= ENUNCIADO A =
Mostre todas as linhas dos registros abaixo que contêm a palavra "wooden", levando em conta maiúsculas e minúsculas.

Carros que mudaram a F1: McLaren MP4/1 (1981-1983)
O marco da nova fase da McLaren fez a F1 e o automobilismo mudar a forma de construção de carros
Coisa boa sempre merece voltar. Após algum tempo, retomamos a série “Carros que mudaram a F1”. A lógica era fazer a construção cronológica. Mas estrategicamente, um capítulo foi pulado e vamos abordar um carro que revolucionou a construção dos carros, marcando a F1 até agora e marcou o renascimento de uma marca de importância para a F1: O McLaren MP4/1.
Mas antes cabe contar o contexto de como este carro surgiu.
Na segunda metade da década de 70, a F1 passou por uma de suas viradas tecnológicas mais impressionantes. A Lotus trouxe o efeito solo e mudou totalmente a forma de desenhar um carro de corridas. Não foram poucos que apanharam para achar a fórmula. A McLaren estava neste grupo.
A equipe britânica teve um crescimento seguro e se posicionou como uma das principais da categoria após os títulos de Emerson Fittipaldi e James Hunt em 1974 e 1976. O M23, lançado em 1972, permitiu dar o passo definitivo para disputar vitórias. Os tempos eram outros e Gordon Coppuck, o responsável pela área de projetos, foi incorporando melhorias ao projeto original a cada ano.
Mas em 1976, o efeito solo dava seus primeiros passos e a McLaren sabia que o M23, embora confiável, não tinha mais para onde ir. A primeira ação foi a concepção do M26, ainda muito baseado no modelo anterior. A intenção era usá-lo a partir do GP da Espanha, quando o novo regulamento técnico fosse introduzido. Mas os resultados iniciais não foram bons e como o M23 ainda entregava resultados, o carro só foi usado uma vez por Jochen Mass no GP da Holanda, sem um bom desempenho.
James Hunt obteve o título e a McLaren ainda iniciou 1977 com o M23 e optou por trabalhar mais no M26 para 1977, o utilizando efetivamente a partir do GP da Espanha. O carro ainda permitiu ao inglês 3 vitórias naquela temporada, mas ter um carro com efeito solo passou a ser extremamente necessário para seguir na frente.
O modelo M27 apareceu na pré-temporada de 1978, mas não incorporava o conceito do efeito solo e não rendeu de jeito algum (chegou a aparecer bem mexido nos treinos livres do GP da Grã-Bretanha, mas sem sucesso). A McLaren se viu tendo que usar o M26 e passou o ano em branco, obtendo um 8º lugar na tabela de Construtores, com 15 pontos.

= DADOS =
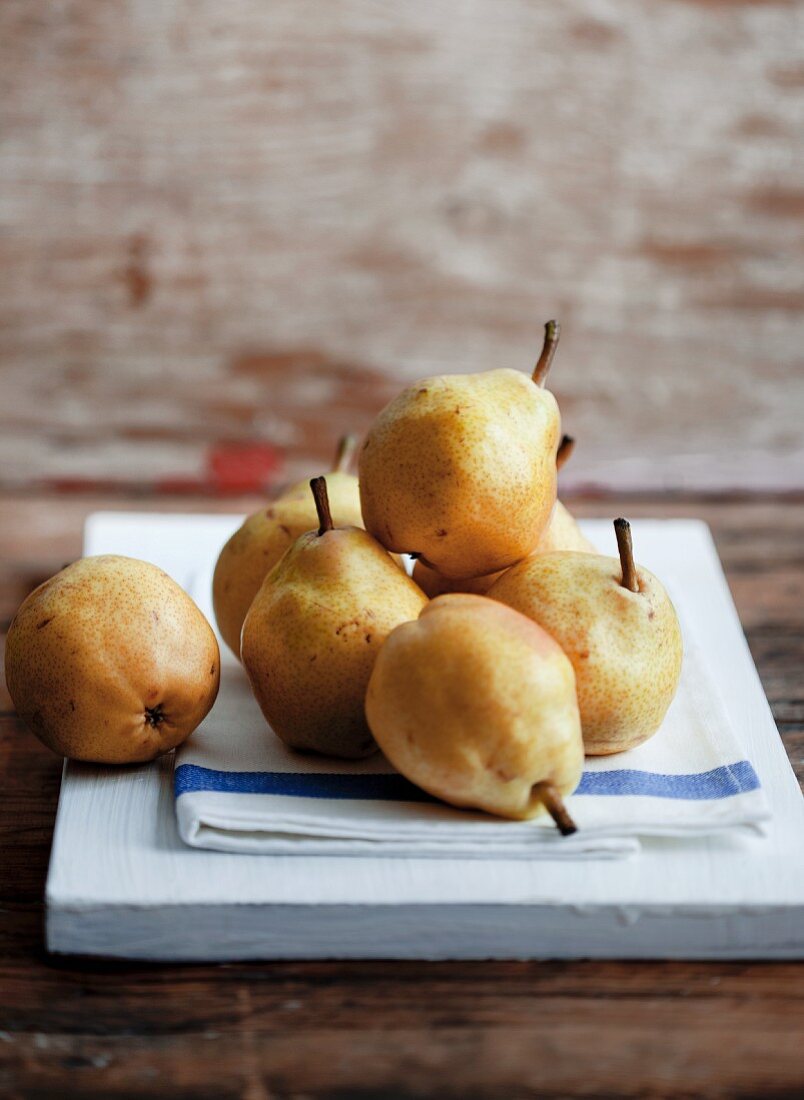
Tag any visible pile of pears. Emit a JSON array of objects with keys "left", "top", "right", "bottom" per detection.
[
  {"left": 5, "top": 321, "right": 682, "bottom": 834},
  {"left": 213, "top": 321, "right": 682, "bottom": 835}
]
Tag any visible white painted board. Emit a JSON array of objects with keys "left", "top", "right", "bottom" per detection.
[{"left": 47, "top": 514, "right": 804, "bottom": 960}]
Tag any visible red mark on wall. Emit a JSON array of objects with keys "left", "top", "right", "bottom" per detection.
[{"left": 207, "top": 443, "right": 283, "bottom": 493}]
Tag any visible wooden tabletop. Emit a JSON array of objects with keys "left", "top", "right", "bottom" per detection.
[{"left": 0, "top": 493, "right": 804, "bottom": 1100}]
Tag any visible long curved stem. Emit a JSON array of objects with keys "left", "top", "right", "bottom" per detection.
[
  {"left": 310, "top": 477, "right": 335, "bottom": 535},
  {"left": 532, "top": 321, "right": 561, "bottom": 386},
  {"left": 614, "top": 518, "right": 639, "bottom": 592},
  {"left": 530, "top": 780, "right": 577, "bottom": 836}
]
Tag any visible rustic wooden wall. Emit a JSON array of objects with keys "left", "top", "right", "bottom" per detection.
[{"left": 0, "top": 0, "right": 804, "bottom": 490}]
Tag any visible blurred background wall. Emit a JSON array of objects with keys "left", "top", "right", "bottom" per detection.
[{"left": 0, "top": 0, "right": 804, "bottom": 491}]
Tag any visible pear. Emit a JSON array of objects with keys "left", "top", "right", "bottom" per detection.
[
  {"left": 359, "top": 321, "right": 560, "bottom": 579},
  {"left": 366, "top": 593, "right": 583, "bottom": 834},
  {"left": 414, "top": 436, "right": 596, "bottom": 600},
  {"left": 488, "top": 519, "right": 682, "bottom": 756},
  {"left": 5, "top": 554, "right": 220, "bottom": 763},
  {"left": 212, "top": 436, "right": 362, "bottom": 657},
  {"left": 242, "top": 477, "right": 427, "bottom": 758}
]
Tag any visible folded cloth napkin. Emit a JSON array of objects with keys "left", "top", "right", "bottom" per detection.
[{"left": 175, "top": 602, "right": 769, "bottom": 859}]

= ENUNCIADO B =
Prossiga o texto sobre o McLaren MP4/1 a partir da última frase apresentada acima.

= RESULTADO A =
Tag any visible wooden tabletop. Emit a JSON array of objects with keys "left", "top", "right", "bottom" per detection.
Tag any visible rustic wooden wall. Emit a JSON array of objects with keys "left", "top", "right", "bottom" per detection.

= RESULTADO B =
Em 1979, o time apresentou o M28, seguindo a receita de laterais largas para obter o máximo do efeito-solo. Inicialmente, o carro andou bem nos testes de pré-temporada. Só que quando a temporada começou, nada se concretizou e a equipe concebeu em menos de 3 meses o M29, um passo à frente mas não o necessário suficiente. Os mesmos 15 pontos e a 7ª posição nos Construtores.
Diante do quadro, a Phillip Morris, tabaqueira dona da Marlboro, principal patrocinadora, começou a se preocupar com o rumo que as coisas tomavam. A F1 mudava e a McLaren se debatia tecnicamente para voltar a lutar por vitórias e títulos. Um ponto questionado era a liderança do time: Teddy Mayer e Tyler Alexander, que assumiram o time desde a morte de Bruce McLaren e fizeram uma boa gestão na primeira metade dos anos 70. Mas não funcionava naquele momento...
Um choque de gestão parecia necessário e um nome aparece na equação: Ron Dennis.
O britânico era um dos exemplos de construção de carreira no automobilismo: começou com 18 anos como mecânico da Cooper na década de 60 e quando Jack Brabham resolveu montar sua equipe, Ron foi com ele. O jovem foi mostrando competência e se colocando com maiores responsabilidades. Em 1971, com a saída de Jack, resolveu montar a sua própria equipe na F2, a Rondel (em parceria com Neil Trundle) com chassi Brabham. Os resultados foram animadores e o próximo passo era a F1. Originalmente, o plano era entrar em 1974, com o apoio da Motul. Só que veio a crise do petróleo e o projeto não foi à frente. O carro deste projeto mudou de mãos e foi para a pista, batizado de Token. Foram 3 largadas e nenhuma chegada.
Parecia tudo perdido para Ron Dennis. Daí, começou a relação com a Philip Morris: Em 1975, a pedido da tabaqueira, Ron montou uma equipe de F3 para acomodar 2 pilotos equatorianos, a Project 3. Em 76 e 77, a equipe foi bem e o motivou a expandir para a F2, fundando a Project Four (inclusive tendo Ingo Hoffman e Chico Serra entre seus pilotos), inclusive sendo equipe oficial da BMW. Com os resultados, Ron Dennis pensou: por que não tentar de novo a F1?
Como havia um relacionamento por conta da F2, Ron bateu na porta da Philip Morris para buscar apoio para a empreitada. A tabaqueira viu a oportunidade...
Sob as bençãos de John Hogan, todo-poderoso da Phillip Morris, Ron Dennis e Teddy Mayer começaram a conversar. Após um estranhamento inicial, um acordo foi feito em setembro de 1980: Nasceu a McLaren International, vinda da fusão da Project Four com a McLaren Racing. Ron Dennis assumiu uma parte da nova empresa, em conjunto com Tyler Alexander e Teddy Mayer (remanescentes da McLaren).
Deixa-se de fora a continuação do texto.